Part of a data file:

##############################

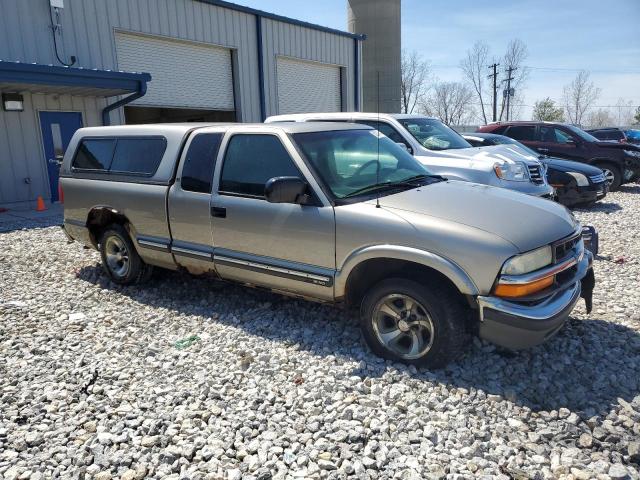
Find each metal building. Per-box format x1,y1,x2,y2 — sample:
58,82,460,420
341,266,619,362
0,0,363,208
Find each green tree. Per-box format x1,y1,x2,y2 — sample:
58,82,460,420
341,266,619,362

##############################

▶ **Task goal**
Please give the rows above as a JSON list of strings, with one string for each line. Leave out blank lines and the pictures.

▶ **The completed task**
[
  "Find each metal building. Per-box format x1,y1,x2,y2 — sample:",
  "58,82,460,420",
  "341,266,619,362",
  "0,0,363,208",
  "Find each green tree. Per-box format x1,y1,x2,y2 — sample:",
  "58,82,460,420",
  "341,266,619,362"
]